++++ TASK INPUTS
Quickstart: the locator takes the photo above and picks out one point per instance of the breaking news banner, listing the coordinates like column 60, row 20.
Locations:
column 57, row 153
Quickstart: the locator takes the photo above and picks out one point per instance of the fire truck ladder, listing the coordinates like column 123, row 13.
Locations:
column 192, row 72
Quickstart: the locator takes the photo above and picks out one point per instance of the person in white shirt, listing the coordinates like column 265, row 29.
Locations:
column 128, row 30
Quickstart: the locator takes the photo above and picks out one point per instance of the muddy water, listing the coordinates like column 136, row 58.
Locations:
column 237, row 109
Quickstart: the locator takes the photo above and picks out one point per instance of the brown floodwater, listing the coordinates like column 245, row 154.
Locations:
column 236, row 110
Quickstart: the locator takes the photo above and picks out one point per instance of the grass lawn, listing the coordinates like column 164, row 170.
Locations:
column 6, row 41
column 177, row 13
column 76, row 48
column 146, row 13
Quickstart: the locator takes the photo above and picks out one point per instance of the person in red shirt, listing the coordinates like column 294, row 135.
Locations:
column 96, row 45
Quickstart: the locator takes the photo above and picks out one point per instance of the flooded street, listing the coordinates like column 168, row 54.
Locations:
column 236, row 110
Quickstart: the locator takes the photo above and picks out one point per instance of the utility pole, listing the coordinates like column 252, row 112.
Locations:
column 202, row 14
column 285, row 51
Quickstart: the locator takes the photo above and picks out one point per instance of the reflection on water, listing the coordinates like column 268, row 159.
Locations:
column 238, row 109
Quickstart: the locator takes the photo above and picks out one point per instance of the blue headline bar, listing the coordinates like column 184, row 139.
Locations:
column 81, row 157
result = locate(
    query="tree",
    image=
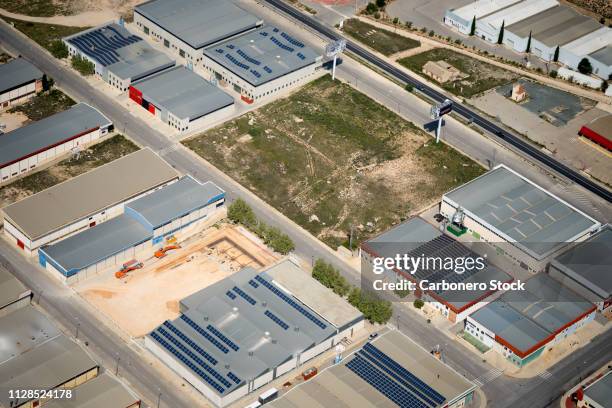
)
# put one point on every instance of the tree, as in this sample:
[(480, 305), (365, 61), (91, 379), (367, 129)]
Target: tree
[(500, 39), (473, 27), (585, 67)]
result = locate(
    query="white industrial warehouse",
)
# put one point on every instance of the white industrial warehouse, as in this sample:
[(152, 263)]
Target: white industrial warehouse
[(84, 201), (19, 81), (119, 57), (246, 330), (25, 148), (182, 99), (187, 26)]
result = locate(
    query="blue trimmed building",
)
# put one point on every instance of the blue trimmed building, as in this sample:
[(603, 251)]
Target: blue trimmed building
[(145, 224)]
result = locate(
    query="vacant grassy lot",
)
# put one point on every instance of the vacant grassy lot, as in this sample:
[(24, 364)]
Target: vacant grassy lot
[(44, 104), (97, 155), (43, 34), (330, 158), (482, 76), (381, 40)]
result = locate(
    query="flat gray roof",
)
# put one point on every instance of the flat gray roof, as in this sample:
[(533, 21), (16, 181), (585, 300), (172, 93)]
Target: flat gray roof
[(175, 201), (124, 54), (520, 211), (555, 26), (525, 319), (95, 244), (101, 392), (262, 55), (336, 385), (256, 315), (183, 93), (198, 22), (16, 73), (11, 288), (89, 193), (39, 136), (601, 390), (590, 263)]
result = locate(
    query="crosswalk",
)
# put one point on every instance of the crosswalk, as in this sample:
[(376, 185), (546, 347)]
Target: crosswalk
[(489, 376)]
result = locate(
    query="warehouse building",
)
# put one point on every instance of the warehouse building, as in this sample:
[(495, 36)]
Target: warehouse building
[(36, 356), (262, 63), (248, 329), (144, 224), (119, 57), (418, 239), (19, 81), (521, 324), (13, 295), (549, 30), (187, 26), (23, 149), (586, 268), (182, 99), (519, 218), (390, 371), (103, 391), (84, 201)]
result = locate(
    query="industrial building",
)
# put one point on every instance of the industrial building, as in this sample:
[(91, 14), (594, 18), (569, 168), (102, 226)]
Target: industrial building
++++++++
### ACTION ITEM
When copying the data above, repeat every word exactly and drop the pictures.

### RESPONSE BELOW
Quickstart: the locator takes the photo above and picks out one point per instance of the breaking news banner, listing the coordinates like column 60, row 20.
Locations:
column 57, row 153
Quickstart: the locator takes the photo above and picks out one point per instance of the fire truck ladder, listing the coordinates like column 123, row 13.
Locations:
column 192, row 72
Quickstart: the locator takes the photo above and picks out one point per instance of the person in white shirt, listing the coordinates like column 265, row 29.
Locations:
column 128, row 30
Quickstart: the locator takes the photo above and picks out one point per instance of the muddy water, listing the coordinates like column 136, row 58.
Locations:
column 237, row 109
Quickstart: the locator takes the photo above and picks out one point per instance of the brown floodwater, listing the coordinates like column 245, row 154.
Locations:
column 236, row 110
Quickstart: the locator takes the photo above and picks out one point per instance of the grass lawn, listing the coordinates like column 164, row 170.
Locations:
column 6, row 41
column 177, row 13
column 76, row 48
column 146, row 13
Quickstart: the locator takes the photo above and picks out one point per instance of the person in red shirt, listing the coordinates like column 294, row 135.
Locations:
column 96, row 45
Quickstart: the locator takes the photo above and picks out one point per instance of the flooded street, listing the coordinates like column 168, row 54.
Locations:
column 236, row 110
Quickstart: the locator takes the photo above and picks out one point per instance of the utility pole, listing the coordinates like column 252, row 112.
Locations:
column 202, row 14
column 285, row 51
Quickstart: the locator takes the photo above and picks out one point per instance of the reflection on water, listing the coordinates like column 268, row 159.
Locations:
column 238, row 109
Quickstart: the locator takes the photo above and picks out one point per instance of the blue headline bar, listing the coordinates like column 184, row 139.
Locations:
column 81, row 157
result = locate(
    query="tree",
    image=
)
# put one point on every instance of the tree, as in this sample:
[(480, 305), (365, 61), (91, 379), (367, 129)]
Target: tree
[(500, 39), (473, 27), (585, 67)]
result = locate(
    query="white industrial warehouse",
)
# put one point on every instance of the white industrial warehouse, as in this sample:
[(152, 263)]
Target: white industrial warehouse
[(84, 201), (19, 81), (119, 57), (246, 330), (25, 148), (182, 99), (187, 26)]
result = locate(
    query="blue trimmed building",
)
# put one point on every instance of the blue trimmed building, as in this sample:
[(603, 251)]
Target: blue trimmed building
[(145, 224)]
result = locate(
    query="vacant grassy lot",
)
# put one point on every instance of the vacant grassy lot, as in this sample:
[(24, 364)]
Target: vacant grassy lot
[(44, 104), (97, 155), (43, 34), (330, 158), (482, 76), (381, 40)]
result = locate(
    query="flat gray roof",
)
# put one point on every instance of the flat gray roof, as in this sample:
[(533, 21), (16, 181), (585, 300), (172, 93)]
Target: flat gray roof
[(175, 201), (124, 54), (520, 211), (555, 26), (525, 319), (95, 244), (101, 392), (262, 55), (336, 385), (256, 315), (183, 93), (198, 22), (16, 73), (11, 288), (89, 193), (39, 136), (601, 390), (590, 263)]
result = locate(
    query="crosswalk",
)
# put one point on every instance of the crosswalk, as in this sample:
[(376, 185), (546, 347)]
Target: crosswalk
[(489, 376)]
result = locate(
    query="warehouse building",
)
# put one point on every instance of the warehouse building, as in this sample:
[(495, 36)]
Target: warehouse building
[(36, 356), (262, 63), (248, 329), (144, 224), (119, 57), (418, 239), (19, 81), (521, 324), (13, 295), (549, 30), (187, 26), (23, 149), (586, 268), (182, 99), (519, 218), (390, 371), (103, 391), (84, 201)]
result = locate(
    query="industrial building",
)
# put one point on every instance of the industrial building, as in this sample:
[(91, 14), (594, 18), (569, 168), (102, 226)]
Target: industrial building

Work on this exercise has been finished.